> [Exercise]: Return only the lines from the top of the data down to the one that holds "positive clicks: (24, 86) (2, 92)", both included, without any pictures.

> [Material for this exercise]:
━━━━━━━━━━━━━━━━

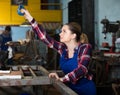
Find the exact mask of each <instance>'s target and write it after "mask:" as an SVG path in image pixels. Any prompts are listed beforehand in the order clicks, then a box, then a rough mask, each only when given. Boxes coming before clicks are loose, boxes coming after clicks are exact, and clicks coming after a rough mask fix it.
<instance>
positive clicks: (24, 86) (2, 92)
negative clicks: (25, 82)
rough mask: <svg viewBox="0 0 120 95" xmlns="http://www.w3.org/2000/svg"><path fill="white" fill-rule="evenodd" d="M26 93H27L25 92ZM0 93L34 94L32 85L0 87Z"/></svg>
mask: <svg viewBox="0 0 120 95" xmlns="http://www.w3.org/2000/svg"><path fill="white" fill-rule="evenodd" d="M25 93H27V94H25ZM0 95H35V94H34V93H33V89H32V86H19V87H18V86H11V87H0Z"/></svg>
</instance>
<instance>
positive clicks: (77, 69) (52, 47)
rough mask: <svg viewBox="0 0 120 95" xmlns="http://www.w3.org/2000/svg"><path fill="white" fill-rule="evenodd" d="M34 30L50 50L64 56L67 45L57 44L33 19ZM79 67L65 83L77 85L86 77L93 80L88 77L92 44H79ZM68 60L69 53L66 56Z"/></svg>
mask: <svg viewBox="0 0 120 95" xmlns="http://www.w3.org/2000/svg"><path fill="white" fill-rule="evenodd" d="M30 23H31V25H32V28H33V30H34V31H35V32H36V34H37V36H38V37H39V38H40V39H41V40H42V41H43V42H44V43H45V44H46V45H47V46H48V47H50V48H53V49H55V50H57V51H58V53H59V54H60V55H62V53H63V50H66V51H68V50H67V47H66V45H65V44H63V43H61V42H57V41H55V40H54V39H52V38H51V37H50V36H49V35H47V34H46V31H45V30H44V29H43V28H42V26H41V25H40V24H38V23H37V22H36V21H35V19H33V20H32V21H31V22H30ZM76 50H78V58H77V60H78V67H77V68H76V69H74V70H73V71H72V72H70V73H68V74H66V75H65V76H64V77H63V78H62V79H63V82H70V81H71V82H72V83H76V82H77V80H79V79H80V78H82V77H86V78H88V79H90V80H91V79H92V76H90V75H88V69H87V67H88V64H89V61H90V55H91V52H92V48H91V45H90V44H81V43H80V44H79V46H78V48H76ZM66 58H68V53H67V55H66Z"/></svg>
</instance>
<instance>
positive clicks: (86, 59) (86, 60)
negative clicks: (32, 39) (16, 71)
mask: <svg viewBox="0 0 120 95" xmlns="http://www.w3.org/2000/svg"><path fill="white" fill-rule="evenodd" d="M21 12H22V13H24V17H25V18H26V19H27V20H28V21H29V22H30V23H31V26H32V28H33V30H34V32H35V33H36V34H37V36H38V37H39V38H40V39H41V40H42V41H43V42H44V43H45V44H46V45H47V46H48V47H50V48H53V49H55V50H57V51H58V53H59V54H60V67H61V69H62V70H63V72H64V73H65V76H64V77H59V76H58V75H57V74H56V73H50V74H49V77H50V78H51V77H55V78H56V79H57V80H59V81H61V82H64V83H65V84H66V85H68V86H69V87H70V88H71V89H73V90H74V91H75V92H76V93H78V94H79V95H96V87H95V84H94V82H93V81H92V76H91V75H90V74H89V72H88V64H89V61H90V56H91V53H92V48H91V45H90V44H83V43H80V35H81V27H80V26H79V24H77V23H75V22H71V23H67V24H65V25H63V27H62V29H61V33H60V34H59V35H60V42H57V41H55V40H54V39H52V38H51V37H50V36H49V35H47V34H46V32H45V30H44V29H43V27H42V26H41V25H40V24H38V23H37V22H36V20H35V19H34V18H33V17H32V16H31V15H30V13H29V12H28V11H27V10H25V9H21Z"/></svg>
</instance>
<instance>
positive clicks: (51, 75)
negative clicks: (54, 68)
mask: <svg viewBox="0 0 120 95" xmlns="http://www.w3.org/2000/svg"><path fill="white" fill-rule="evenodd" d="M49 78H55V79H56V80H59V76H58V75H57V73H50V74H49Z"/></svg>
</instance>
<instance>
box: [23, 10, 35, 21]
mask: <svg viewBox="0 0 120 95" xmlns="http://www.w3.org/2000/svg"><path fill="white" fill-rule="evenodd" d="M21 13H24V17H25V19H27V20H28V21H29V22H31V21H32V19H33V17H32V16H31V14H30V13H29V11H28V10H26V9H21Z"/></svg>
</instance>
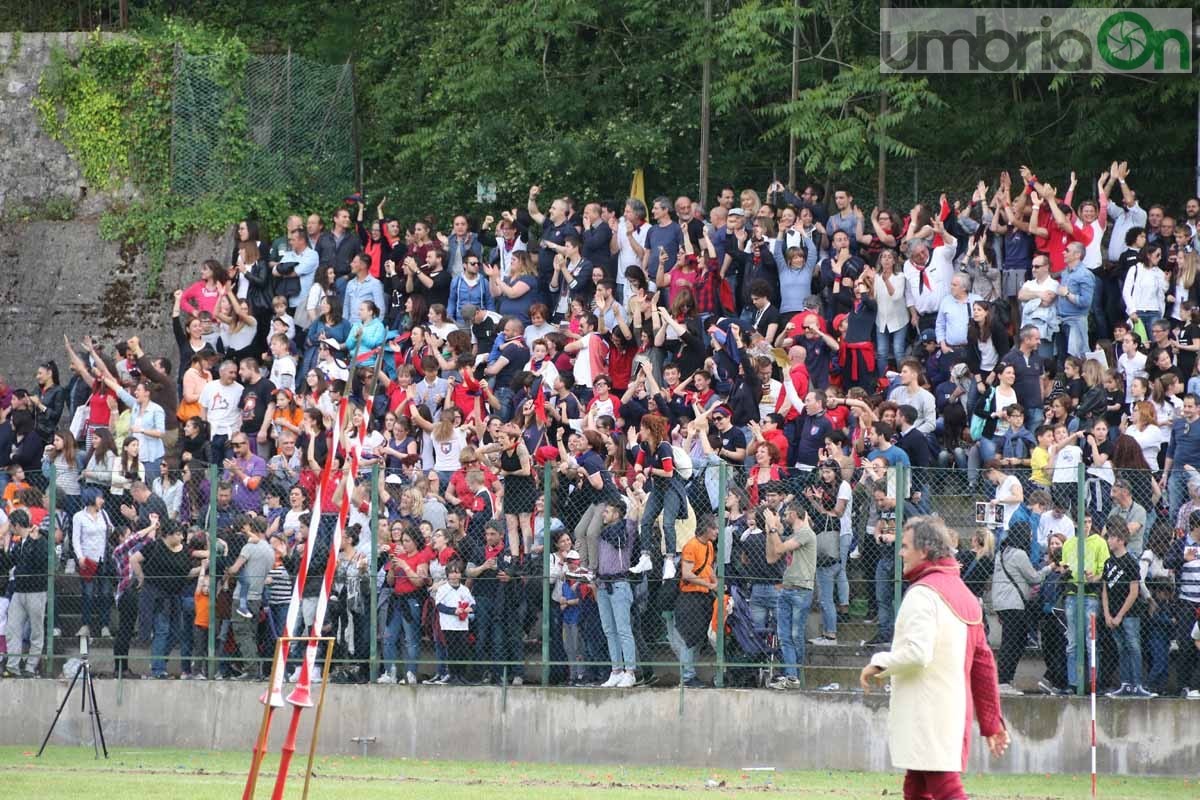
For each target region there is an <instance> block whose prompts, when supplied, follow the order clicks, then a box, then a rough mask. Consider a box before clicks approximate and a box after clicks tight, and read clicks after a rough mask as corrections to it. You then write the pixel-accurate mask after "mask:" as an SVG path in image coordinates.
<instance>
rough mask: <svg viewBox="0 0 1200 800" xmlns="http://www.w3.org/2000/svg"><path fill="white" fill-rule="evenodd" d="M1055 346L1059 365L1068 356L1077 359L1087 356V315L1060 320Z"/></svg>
mask: <svg viewBox="0 0 1200 800" xmlns="http://www.w3.org/2000/svg"><path fill="white" fill-rule="evenodd" d="M1055 344H1056V345H1058V363H1060V365H1062V363H1063V362H1066V361H1067V356H1068V355H1073V356H1075V357H1079V359H1082V357H1084V356H1085V355H1087V314H1082V315H1080V317H1068V318H1067V319H1062V318H1060V319H1058V333H1057V335H1056V336H1055Z"/></svg>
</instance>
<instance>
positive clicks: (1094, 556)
mask: <svg viewBox="0 0 1200 800" xmlns="http://www.w3.org/2000/svg"><path fill="white" fill-rule="evenodd" d="M1103 528H1104V521H1103V519H1097V521H1094V522H1093V521H1092V517H1091V516H1085V517H1084V560H1082V563H1080V560H1079V536H1078V535H1076V536H1072V537H1070V539H1068V540H1067V541H1066V542H1064V543H1063V546H1062V569H1061V572H1062V581H1063V582H1064V583H1070V582H1075V581H1078V579H1079V577H1082V578H1084V582H1085V584H1086V588H1085V593H1086V594H1085V596H1084V618H1085V619H1087V618H1088V616H1097V615H1099V613H1100V593H1099V589H1100V581H1102V577H1103V575H1104V563H1105V561H1108V560H1109V546H1108V543H1106V542H1105V541H1104V537H1103V536H1102V535H1100V530H1102V529H1103ZM1078 603H1079V597H1078V595H1076V593H1074V591H1072V593H1069V594H1068V595H1067V601H1066V607H1064V610H1066V613H1067V621H1068V624H1067V685H1068V686H1076V685H1078V682H1076V681H1079V680H1082V679H1084V675H1079V674H1078V669H1076V663H1075V648H1079V646H1086V643H1085V642H1079V640H1078V639H1076V637H1078V631H1076V626H1075V625H1074V624H1073V621H1072V620H1074V619H1075V606H1076V604H1078ZM1090 663H1091V662H1088V664H1090ZM1086 668H1087V666H1085V669H1086ZM1085 675H1086V673H1085Z"/></svg>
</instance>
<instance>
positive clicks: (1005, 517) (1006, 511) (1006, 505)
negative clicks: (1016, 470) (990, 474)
mask: <svg viewBox="0 0 1200 800" xmlns="http://www.w3.org/2000/svg"><path fill="white" fill-rule="evenodd" d="M1076 450H1079V447H1076ZM1020 487H1021V481H1020V479H1018V477H1016V476H1015V475H1007V476H1006V477H1004V480H1003V481H1001V483H1000V486H997V487H996V497H997V498H1010V497H1013V492H1014V491H1015V489H1019V488H1020ZM1000 505H1001V506H1002V507H1003V509H1004V528H1006V529H1007V528H1008V522H1009V521H1010V519H1012V518H1013V515H1014V513H1016V510H1018V509H1019V507H1020V506H1021V504H1020V503H1001V504H1000Z"/></svg>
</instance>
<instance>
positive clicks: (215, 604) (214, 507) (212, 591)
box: [205, 464, 221, 680]
mask: <svg viewBox="0 0 1200 800" xmlns="http://www.w3.org/2000/svg"><path fill="white" fill-rule="evenodd" d="M218 475H220V474H218V473H217V465H216V464H209V518H208V519H206V521H205V523H206V524H205V529H206V530H208V540H209V541H208V545H209V680H216V676H217V626H218V625H221V622H220V620H217V479H218Z"/></svg>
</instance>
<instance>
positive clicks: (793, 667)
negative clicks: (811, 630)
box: [775, 589, 812, 678]
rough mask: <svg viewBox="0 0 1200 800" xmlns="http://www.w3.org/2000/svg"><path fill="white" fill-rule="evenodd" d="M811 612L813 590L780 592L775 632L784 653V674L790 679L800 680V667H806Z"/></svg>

━━━━━━━━━━━━━━━━

> [Completed exercise]:
Find the exact mask of each <instance>'s target and write it after "mask:" as an SVG path in image pixels. Any prompts are listed beforehand in the order clicks, then a box, then a rough mask, each only when given. Boxes coming before clicks are loose, boxes coming after clicks are exact, and clicks coming after a rough mask fix it.
<instance>
positive clicks: (24, 86) (2, 92)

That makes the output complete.